--- start of Text block ---

A classification loss across noise levels trains energy-based models more effectively than score matching alone.

A machine-rendered reading of the paper's core claim, the machinery that carries it, and where it could break.

The paper introduces the Diffusive Classification loss to train energy-based generative models by casting the problem as supervised classification between data and noise at successive diffusion times. This reframing is intended to deliver accurate energies without the mode blindness of pure score matching or the prohibitive cost of maximum likelihood estimation. The approach can be used alongside standard score-based training and is tested on analytic Gaussian mixtures plus downstream tasks including distribution composition and Monte Carlo sampling for Boltzmann generators.

Core claim

The paper claims that the Diffusive Classification objective reframes EBM learning as a supervised classification problem across noise levels, yielding higher-fidelity energy estimates that remain computationally tractable and can be combined with score-based objectives, thereby supporting more reliable use in compositional sampling and Boltzmann Generator Monte Carlo methods.

What carries the argument

The Diffusive Classification (DiffCLF) objective, which converts time-dependent energy estimation into a binary classification task distinguishing data from noise at each diffusion step.

If this is right

  • EBMs trained with DiffCLF produce energy estimates closer to ground truth on Gaussian mixtures than score-matching baselines.
  • The resulting models support accurate compositional sampling of multiple distributions.
  • Monte Carlo sampling within Boltzmann Generators becomes more reliable when using the learned energies.
  • The loss integrates with existing score-based training without extra bias or prohibitive cost.

Where Pith is reading between the lines

These are editorial extensions of the paper, not claims the author makes directly.

  • The same classification framing might be adapted to train energy functions outside the diffusion setting.

--- end of Text block ---

### Given request 1
Rewrite the records from the line with "Point out stone archway in the photo." up to and including the line with "[14,0,120,56]", replacing "stone" with "granite" and keeping everything else the same.

--- start of Supplied data ---

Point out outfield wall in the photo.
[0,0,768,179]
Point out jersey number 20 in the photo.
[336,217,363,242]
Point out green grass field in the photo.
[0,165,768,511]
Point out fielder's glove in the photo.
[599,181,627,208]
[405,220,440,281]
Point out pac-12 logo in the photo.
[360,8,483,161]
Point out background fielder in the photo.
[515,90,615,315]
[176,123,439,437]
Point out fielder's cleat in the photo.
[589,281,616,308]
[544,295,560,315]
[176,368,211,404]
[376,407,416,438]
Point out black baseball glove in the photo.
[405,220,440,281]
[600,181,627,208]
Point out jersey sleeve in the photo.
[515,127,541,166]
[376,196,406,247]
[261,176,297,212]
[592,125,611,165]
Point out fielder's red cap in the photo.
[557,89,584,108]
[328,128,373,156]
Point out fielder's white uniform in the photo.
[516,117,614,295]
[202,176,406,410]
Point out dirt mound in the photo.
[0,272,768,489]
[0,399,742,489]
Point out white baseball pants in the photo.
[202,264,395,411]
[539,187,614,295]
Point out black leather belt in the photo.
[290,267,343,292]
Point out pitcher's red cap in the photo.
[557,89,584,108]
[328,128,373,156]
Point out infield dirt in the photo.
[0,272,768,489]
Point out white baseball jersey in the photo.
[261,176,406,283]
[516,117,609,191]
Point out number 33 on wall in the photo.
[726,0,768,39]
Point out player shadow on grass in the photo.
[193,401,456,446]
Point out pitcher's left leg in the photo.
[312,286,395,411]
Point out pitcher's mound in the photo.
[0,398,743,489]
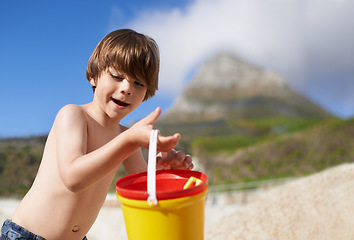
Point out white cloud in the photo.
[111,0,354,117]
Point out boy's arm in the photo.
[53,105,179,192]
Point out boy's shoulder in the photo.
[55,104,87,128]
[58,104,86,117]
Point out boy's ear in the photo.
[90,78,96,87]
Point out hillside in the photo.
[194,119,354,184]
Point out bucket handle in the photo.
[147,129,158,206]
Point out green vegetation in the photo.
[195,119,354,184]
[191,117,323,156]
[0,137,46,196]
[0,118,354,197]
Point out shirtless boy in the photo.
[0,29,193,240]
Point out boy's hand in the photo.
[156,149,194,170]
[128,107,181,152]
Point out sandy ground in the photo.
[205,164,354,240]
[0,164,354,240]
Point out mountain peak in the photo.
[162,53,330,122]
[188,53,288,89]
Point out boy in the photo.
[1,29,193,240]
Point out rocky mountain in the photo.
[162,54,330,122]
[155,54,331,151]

--- end of Supplied data ---
--- start of Supplied data ---

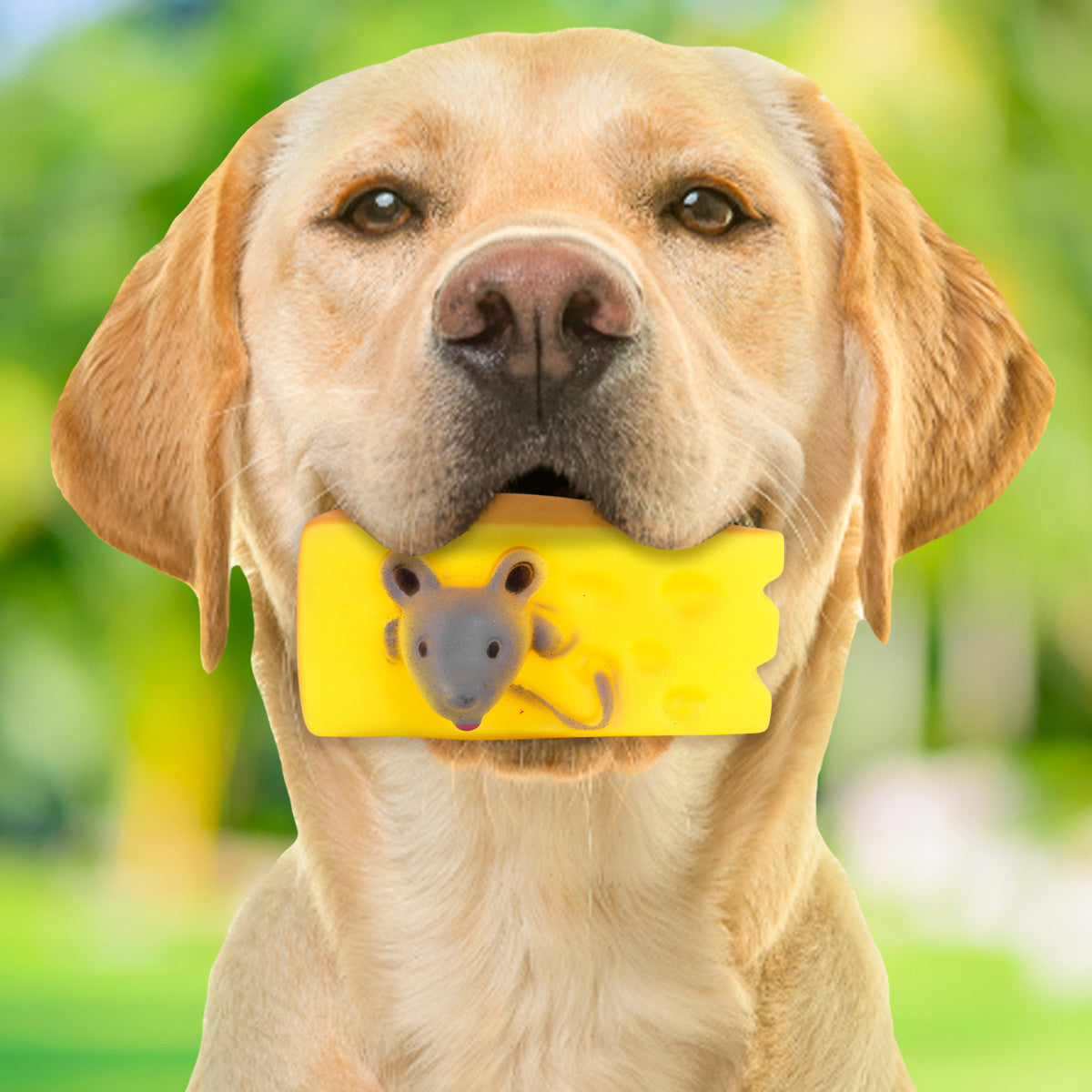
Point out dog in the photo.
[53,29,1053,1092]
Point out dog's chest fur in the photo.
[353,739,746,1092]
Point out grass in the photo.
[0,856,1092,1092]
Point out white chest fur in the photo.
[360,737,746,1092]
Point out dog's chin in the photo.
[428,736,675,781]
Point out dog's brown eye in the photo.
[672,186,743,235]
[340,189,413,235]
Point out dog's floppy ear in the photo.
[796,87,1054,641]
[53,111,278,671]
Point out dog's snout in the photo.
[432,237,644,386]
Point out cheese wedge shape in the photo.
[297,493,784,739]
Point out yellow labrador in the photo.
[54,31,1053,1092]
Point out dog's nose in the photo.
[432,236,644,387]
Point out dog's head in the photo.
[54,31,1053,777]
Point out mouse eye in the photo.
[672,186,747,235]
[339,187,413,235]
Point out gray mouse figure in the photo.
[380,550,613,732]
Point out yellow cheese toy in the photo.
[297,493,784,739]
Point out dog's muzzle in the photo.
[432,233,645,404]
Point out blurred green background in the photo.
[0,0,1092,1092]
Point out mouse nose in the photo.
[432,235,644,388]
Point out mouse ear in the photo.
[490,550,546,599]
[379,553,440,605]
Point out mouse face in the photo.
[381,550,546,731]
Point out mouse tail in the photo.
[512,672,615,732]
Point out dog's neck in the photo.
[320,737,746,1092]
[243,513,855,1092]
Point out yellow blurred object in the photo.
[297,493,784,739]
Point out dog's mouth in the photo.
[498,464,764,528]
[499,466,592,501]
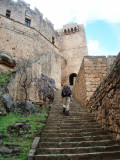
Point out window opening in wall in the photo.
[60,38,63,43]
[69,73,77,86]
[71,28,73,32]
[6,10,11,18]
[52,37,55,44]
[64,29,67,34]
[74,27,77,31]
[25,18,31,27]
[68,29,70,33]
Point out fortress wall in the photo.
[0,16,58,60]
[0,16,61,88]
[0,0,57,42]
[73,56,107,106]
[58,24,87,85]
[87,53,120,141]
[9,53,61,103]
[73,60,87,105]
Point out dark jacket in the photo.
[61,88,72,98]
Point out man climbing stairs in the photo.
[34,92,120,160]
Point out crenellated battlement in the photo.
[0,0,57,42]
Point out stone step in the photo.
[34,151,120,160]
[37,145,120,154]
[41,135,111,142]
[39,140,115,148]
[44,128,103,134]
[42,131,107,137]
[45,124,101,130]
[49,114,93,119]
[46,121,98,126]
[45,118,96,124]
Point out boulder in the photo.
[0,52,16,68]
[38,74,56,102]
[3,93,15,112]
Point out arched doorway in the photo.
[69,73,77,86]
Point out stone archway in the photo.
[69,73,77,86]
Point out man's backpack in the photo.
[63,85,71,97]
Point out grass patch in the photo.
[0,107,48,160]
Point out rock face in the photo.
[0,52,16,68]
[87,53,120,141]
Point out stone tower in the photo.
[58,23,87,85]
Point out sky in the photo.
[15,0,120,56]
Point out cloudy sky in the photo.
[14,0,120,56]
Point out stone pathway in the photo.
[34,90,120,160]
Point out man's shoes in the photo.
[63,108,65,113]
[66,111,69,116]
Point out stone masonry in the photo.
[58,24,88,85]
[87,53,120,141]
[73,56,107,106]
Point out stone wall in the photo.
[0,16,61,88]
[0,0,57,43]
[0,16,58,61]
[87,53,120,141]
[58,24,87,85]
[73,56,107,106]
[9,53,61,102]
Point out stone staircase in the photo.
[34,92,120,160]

--- end of Supplied data ---

### Given request 2
Pick up the summary of the Diffusive Classification loss paper at the point where it ends and continue writing it.

### Task response 1
Point out granite archway in the photo.
[69,73,77,86]
Point out man's backpack in the photo.
[63,85,71,97]
Point out grass patch in the photo.
[0,107,48,160]
Point out rock face in the photo.
[0,52,16,68]
[87,53,120,141]
Point out granite tower in the photo.
[58,23,87,85]
Point out sky in the photo.
[15,0,120,56]
Point out cloudy sky in the photo.
[14,0,120,56]

### Task response 2
  • Better energy estimates could improve downstream tasks that rely on explicit likelihoods rather than samples alone.
  • Scaling tests on image or molecular datasets would clarify whether the gains hold in high-dimensional regimes.

Load-bearing premise

That reframing EBM learning as supervised classification across noise levels avoids mode blindness and combines with score-based objectives without introducing new biases or computational problems.

What would settle it

If the energies learned on analytic Gaussian mixtures deviate substantially from the known ground-truth energies or if composed models fail to generate samples consistent with the product distribution.

Figures

Figures reproduced from arXiv: 2601.21025 by Jos\'e Miguel Hern\'andez-Lobato, Louis Grenioux, RuiKang OuYang.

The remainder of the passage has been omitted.